- PROVIDED TEXT -
== Segment start ==
# Scheduled sex fails



## HardLanden (Oct 31, 2013)

To make a long story short, I’ve been struggling with insufficient sexual frequency for the last two of my four year marriage. We are late 40s. After a few discussions, my wife finally admitted that she felt that it’s a legitimate problem. She was diagnosed with diabetes about two years ago and had to stop drinking. She doesn’t feel the urge to have sex until she has had a few drinks. This all made sense to me because the timing coincided, but it seemed like an unsolvable problem.

Three weeks ago, she scheduled a weekend away at a resort for us to re-connect. Our resolution was to each pick a night each week on which we have sex no matter what. Two nights a week is an improvement over two nights every three weeks, which had become the norm. It almost meets my goal of every other night, which was the norm before our third year of marriage. I was encouraged by her acknowledgement of and effort to find a solution to this problem.

It seemed to be working until the last time my night came. I was rejected preemptively because she was sleepy, and she was feeling sick after an eating mistake. (Her MO is to reject preemptively before I have a chance to move on her.) When her night came (last night), I was rejected overtly because she was again too sleepy. Sex is no good for me unless she actually wants it.
== Segment end ==
- GIVEN INFORMATION -
== Segment start ==
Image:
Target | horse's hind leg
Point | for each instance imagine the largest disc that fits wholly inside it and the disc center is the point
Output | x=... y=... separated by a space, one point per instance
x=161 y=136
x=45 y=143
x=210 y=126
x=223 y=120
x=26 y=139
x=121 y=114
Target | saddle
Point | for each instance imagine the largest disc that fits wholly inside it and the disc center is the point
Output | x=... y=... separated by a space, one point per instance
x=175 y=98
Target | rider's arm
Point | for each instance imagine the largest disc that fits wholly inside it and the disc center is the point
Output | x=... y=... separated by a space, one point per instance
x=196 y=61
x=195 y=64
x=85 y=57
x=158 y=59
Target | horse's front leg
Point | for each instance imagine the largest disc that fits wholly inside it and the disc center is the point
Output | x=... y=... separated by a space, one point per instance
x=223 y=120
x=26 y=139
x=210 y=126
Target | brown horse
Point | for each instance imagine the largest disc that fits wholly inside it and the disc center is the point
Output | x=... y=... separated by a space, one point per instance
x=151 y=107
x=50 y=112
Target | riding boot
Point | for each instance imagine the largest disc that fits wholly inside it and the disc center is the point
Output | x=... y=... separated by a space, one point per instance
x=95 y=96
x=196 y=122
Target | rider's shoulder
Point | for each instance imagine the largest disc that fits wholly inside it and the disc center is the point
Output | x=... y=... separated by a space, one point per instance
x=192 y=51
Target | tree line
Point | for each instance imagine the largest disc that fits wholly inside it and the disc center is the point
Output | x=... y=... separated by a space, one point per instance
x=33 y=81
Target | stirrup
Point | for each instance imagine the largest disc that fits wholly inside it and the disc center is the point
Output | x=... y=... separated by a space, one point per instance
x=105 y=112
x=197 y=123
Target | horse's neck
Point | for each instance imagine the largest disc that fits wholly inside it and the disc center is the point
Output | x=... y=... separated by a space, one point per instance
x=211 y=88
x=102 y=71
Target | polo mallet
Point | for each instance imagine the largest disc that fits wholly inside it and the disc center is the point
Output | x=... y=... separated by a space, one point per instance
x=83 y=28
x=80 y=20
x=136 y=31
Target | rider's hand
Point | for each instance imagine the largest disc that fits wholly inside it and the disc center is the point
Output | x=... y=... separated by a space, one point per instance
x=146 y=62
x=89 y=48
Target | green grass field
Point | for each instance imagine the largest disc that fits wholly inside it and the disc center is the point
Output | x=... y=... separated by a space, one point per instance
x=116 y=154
== Segment end ==
Reproduce verbatim the stretch of the forum thread from "It seemed to" through "actually wants it.". The records are separate material with no connection to the forum thread.

It seemed to be working until the last time my night came. I was rejected preemptively because she was sleepy, and she was feeling sick after an eating mistake. (Her MO is to reject preemptively before I have a chance to move on her.) When her night came (last night), I was rejected overtly because she was again too sleepy. Sex is no good for me unless she actually wants it.